▸ **Text excerpt**
------------------------

# Reinforcement Learning

## 1. Introduction to Reinforcement Learning (RL)

Introduction to RL

In this section, we introduce Reinforcement Learning (RL) by defining it as a method where an agent learns to map situations (states) to actions in order to maximize numerical rewards. Unlike supervised learning (with labeled examples) or unsupervised learning (finding structure in data), RL is centered around trial-and-error learning with delayed rewards.

Demo Context (Business Application):

Imagine an online advertising system that learns over time which ads generate the highest click-through rate. Even without knowing the best ad in advance, the system can improve its performance by trying different options.

Before the Demo Question:

- What does “trial-and-error” mean in the context of learning from feedback?

In [None]:
import random
import numpy as np

# Simulate a simple environment with two actions.
def simple_environment(action):
    # Action 0 gives a reward of 1 with 50% probability.
    # Action 1 gives a reward of 1 with 80% probability.
    if action == 0:
        return 1 if random.random() < 0.5 else 0
    elif action == 1:
        return 1 if random.random() < 0.8 else 0

# Simulate an agent that randomly explores the actions.
def run_agent(steps=1000):
    actions = [0, 1]
    action_rewards = {0: 0, 1: 0}
    action_counts = {0: 0, 1: 0}
    for _ in range(steps):
        action = random.choice(actions)  # Random (exploratory) action selection
        reward = simple_environment(action)
        action_rewards[action] += reward
        action_counts[action] += 1
    avg_rewards = {a: action_rewards[a] / action_counts[a] if action_counts[a] != 0 else 0 for a in actions}
    return avg_rewards

avg_rewards = run_agent(1000)
print("Average rewards after 1000 steps:", avg_rewards)


Reflection:

The simulation shows that even with random actions, the agent gathers enough data to notice that one action yields a higher average reward.

Discussion Questions:

- What is the main idea behind trial-and-error learning?
- How does the agent begin to identify which action is better?
- How could you apply this concept to a business scenario like advertisement selection?

## 2. Reinforcement Learning Problem Components

**RL Problem Components**  

In RL, we decompose the problem into several components:
- **Environment:** Where the agent interacts.
- **Reward Function:** \( $(s, a)$ \) that provides feedback.
- **Value Function:** \( $V(s)$ \) estimates long-term rewards.

------------------------

▸ **Provided information**
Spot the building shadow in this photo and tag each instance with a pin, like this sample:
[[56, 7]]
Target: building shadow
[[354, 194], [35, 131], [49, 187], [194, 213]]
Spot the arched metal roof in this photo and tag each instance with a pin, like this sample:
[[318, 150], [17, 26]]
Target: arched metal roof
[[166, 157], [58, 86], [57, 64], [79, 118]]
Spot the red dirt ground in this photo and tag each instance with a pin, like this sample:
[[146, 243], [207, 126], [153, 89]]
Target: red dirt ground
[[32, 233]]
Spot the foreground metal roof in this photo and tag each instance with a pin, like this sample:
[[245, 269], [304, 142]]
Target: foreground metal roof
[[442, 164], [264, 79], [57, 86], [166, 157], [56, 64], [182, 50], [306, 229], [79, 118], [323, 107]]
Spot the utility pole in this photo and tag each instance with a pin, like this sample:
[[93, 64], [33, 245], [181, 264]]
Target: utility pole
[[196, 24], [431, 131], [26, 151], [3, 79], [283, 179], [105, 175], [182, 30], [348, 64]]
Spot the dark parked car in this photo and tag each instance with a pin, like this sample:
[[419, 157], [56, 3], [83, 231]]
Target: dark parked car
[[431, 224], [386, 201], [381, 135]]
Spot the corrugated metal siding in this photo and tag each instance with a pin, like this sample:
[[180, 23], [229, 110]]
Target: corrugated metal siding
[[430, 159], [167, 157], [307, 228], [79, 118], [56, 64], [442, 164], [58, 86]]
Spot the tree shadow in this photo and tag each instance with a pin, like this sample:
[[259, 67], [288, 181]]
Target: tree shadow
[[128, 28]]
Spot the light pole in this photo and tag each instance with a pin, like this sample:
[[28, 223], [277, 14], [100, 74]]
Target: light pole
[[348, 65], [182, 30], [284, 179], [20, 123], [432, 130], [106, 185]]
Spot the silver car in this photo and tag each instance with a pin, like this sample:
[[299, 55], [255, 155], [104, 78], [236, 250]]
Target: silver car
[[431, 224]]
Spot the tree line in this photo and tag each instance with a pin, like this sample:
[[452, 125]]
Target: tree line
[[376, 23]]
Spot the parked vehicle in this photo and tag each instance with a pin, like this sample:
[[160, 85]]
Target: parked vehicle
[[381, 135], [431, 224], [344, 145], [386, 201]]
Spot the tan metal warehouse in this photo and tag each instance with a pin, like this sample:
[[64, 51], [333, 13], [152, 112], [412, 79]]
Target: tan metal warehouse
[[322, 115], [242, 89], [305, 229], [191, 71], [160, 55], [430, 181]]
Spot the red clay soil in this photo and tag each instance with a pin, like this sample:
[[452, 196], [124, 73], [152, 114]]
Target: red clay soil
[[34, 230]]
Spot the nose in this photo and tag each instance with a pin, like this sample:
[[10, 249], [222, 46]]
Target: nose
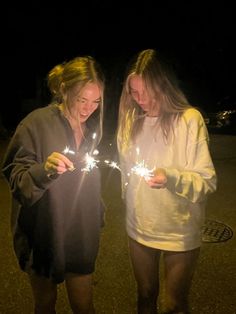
[[142, 97]]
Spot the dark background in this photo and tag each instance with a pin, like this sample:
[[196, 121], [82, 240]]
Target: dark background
[[198, 39]]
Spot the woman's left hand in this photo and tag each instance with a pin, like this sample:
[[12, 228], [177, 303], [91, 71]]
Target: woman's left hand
[[158, 180]]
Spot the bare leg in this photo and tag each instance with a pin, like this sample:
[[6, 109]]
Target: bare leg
[[145, 261], [179, 270], [45, 294], [80, 293]]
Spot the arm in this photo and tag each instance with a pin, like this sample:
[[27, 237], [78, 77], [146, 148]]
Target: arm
[[28, 176], [198, 178]]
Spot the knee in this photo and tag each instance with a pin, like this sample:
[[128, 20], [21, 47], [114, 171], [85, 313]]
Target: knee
[[45, 304], [172, 306], [147, 292]]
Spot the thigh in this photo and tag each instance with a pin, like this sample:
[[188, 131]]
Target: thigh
[[44, 291], [179, 270], [80, 292], [145, 262]]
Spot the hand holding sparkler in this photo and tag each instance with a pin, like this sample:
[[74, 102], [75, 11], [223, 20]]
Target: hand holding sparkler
[[58, 163], [158, 180]]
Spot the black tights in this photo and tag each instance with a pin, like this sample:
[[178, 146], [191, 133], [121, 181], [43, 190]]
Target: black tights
[[178, 272]]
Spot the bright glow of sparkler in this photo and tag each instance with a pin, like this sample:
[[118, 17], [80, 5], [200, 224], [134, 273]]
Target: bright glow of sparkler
[[90, 163], [141, 170], [67, 150], [112, 164]]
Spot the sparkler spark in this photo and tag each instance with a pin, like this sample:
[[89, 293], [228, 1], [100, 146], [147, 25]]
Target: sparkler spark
[[141, 170], [112, 164], [90, 163], [67, 150]]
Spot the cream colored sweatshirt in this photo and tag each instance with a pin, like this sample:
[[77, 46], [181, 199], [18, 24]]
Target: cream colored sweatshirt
[[169, 218]]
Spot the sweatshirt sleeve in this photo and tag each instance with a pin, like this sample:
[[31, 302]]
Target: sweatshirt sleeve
[[22, 168], [198, 178]]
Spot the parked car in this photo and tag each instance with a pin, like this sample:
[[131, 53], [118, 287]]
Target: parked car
[[223, 118]]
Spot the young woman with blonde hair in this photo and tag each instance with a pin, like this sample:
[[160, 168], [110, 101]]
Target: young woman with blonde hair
[[160, 130]]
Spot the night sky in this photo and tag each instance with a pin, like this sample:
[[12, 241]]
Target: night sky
[[198, 39]]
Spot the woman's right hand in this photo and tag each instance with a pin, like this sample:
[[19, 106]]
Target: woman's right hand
[[58, 163]]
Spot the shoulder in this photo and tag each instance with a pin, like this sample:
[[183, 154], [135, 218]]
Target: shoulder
[[40, 114], [194, 123], [192, 115]]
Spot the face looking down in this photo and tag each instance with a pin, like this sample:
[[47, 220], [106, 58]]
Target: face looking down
[[83, 102], [142, 96]]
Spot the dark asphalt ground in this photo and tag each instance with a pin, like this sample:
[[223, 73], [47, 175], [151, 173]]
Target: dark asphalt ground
[[214, 286]]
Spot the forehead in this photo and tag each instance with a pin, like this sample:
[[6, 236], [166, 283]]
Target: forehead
[[136, 82], [89, 91]]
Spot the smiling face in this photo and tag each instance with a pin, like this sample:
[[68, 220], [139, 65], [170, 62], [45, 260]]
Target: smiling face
[[142, 96], [83, 102]]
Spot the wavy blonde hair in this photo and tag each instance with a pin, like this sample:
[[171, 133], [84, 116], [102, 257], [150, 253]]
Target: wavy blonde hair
[[160, 82]]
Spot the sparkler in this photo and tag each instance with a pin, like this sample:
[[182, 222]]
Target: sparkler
[[141, 169], [90, 162], [112, 164]]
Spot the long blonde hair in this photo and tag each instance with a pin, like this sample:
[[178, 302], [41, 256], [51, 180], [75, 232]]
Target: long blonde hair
[[164, 86]]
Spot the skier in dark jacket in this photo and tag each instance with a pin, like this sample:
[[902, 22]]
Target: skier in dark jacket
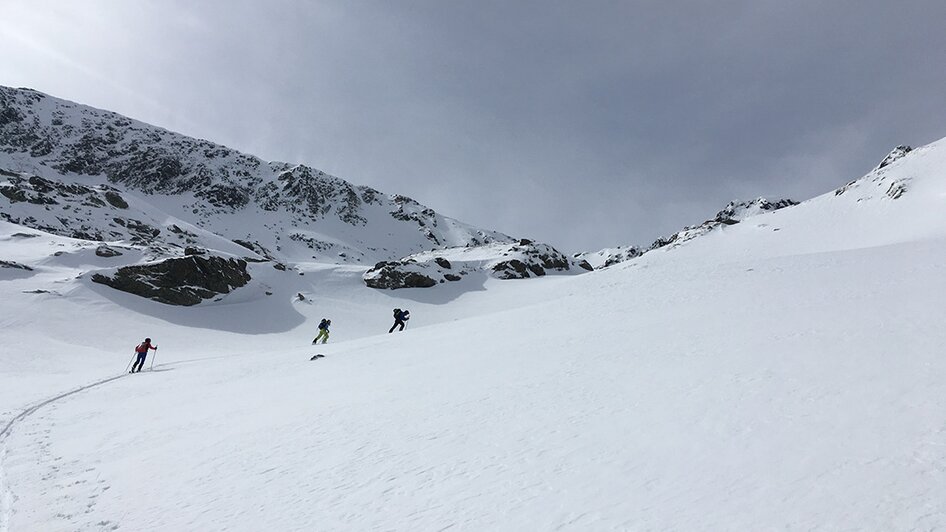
[[323, 331], [400, 316], [142, 351]]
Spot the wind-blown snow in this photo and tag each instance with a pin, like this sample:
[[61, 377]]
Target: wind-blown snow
[[785, 372]]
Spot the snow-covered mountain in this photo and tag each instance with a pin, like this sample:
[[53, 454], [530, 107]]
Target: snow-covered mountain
[[62, 163], [733, 213], [783, 372], [153, 196]]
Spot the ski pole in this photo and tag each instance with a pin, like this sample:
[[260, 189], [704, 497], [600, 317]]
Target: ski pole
[[154, 356]]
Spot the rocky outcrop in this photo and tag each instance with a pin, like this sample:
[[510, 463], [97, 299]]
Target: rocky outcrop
[[107, 251], [502, 261], [733, 213], [896, 154], [394, 275], [179, 281], [14, 265], [75, 142]]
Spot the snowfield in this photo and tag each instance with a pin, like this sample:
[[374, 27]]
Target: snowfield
[[783, 373]]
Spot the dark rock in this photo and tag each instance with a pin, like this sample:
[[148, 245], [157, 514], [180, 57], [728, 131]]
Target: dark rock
[[115, 199], [898, 153], [106, 251], [180, 281], [15, 265], [511, 269], [387, 275]]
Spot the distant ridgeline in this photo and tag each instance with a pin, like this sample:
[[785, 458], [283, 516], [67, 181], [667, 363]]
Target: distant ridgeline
[[150, 196]]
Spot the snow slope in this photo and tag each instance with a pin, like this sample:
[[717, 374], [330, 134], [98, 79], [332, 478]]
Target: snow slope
[[785, 372], [293, 212]]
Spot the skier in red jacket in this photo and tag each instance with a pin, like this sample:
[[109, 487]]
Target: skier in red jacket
[[142, 351]]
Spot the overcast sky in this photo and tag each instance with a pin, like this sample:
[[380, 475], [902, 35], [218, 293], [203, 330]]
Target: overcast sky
[[581, 124]]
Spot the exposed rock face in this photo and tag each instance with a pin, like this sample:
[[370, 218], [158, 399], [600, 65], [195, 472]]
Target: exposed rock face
[[897, 153], [503, 261], [106, 251], [77, 144], [394, 275], [731, 214], [736, 211], [14, 265], [181, 281]]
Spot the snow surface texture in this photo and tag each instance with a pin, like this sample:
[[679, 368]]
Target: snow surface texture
[[785, 372]]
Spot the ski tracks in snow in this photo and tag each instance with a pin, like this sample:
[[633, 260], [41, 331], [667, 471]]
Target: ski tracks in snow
[[6, 494]]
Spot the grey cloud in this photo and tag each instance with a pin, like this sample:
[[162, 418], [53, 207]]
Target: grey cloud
[[583, 124]]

------------------------

▸ **Exercises**
A. How does the agent in the reinforcement learning text come to see that one action is better, even though it chooses actions at random?
B. In the reinforcement learning text's simulated environment, what is the probability that action 1 gives a reward of 1?

▸ **Per-task outputs**
A. Even with random actions, the agent gathers enough data to notice that one action yields a higher average reward. It tracks the total reward and the number of tries for each action, then divides one by the other to get each action's average reward.

B. 80%.